─── Records provided
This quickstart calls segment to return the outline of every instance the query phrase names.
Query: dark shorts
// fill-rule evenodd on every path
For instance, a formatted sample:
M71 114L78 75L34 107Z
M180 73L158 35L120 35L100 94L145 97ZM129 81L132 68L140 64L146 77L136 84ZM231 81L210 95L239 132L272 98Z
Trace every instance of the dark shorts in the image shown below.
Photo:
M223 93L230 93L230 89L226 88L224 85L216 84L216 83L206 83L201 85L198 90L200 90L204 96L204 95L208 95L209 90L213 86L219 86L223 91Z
──────
Copy the data above verbatim, line for line.

| Correct response |
This quickstart calls segment to return the outline of every instance the query phrase names.
Query: dark shorts
// fill-rule evenodd on every path
For instance, a formatted sample:
M71 114L78 75L34 107Z
M180 73L158 35L120 35L100 94L145 97ZM129 81L132 68L140 64L146 77L136 84ZM231 81L210 95L239 132L272 98Z
Trace every instance of the dark shorts in the image shown below.
Photo:
M223 93L230 93L230 89L226 88L224 85L216 84L216 83L206 83L201 85L198 90L200 90L204 96L204 95L208 95L209 90L213 86L219 86L223 91Z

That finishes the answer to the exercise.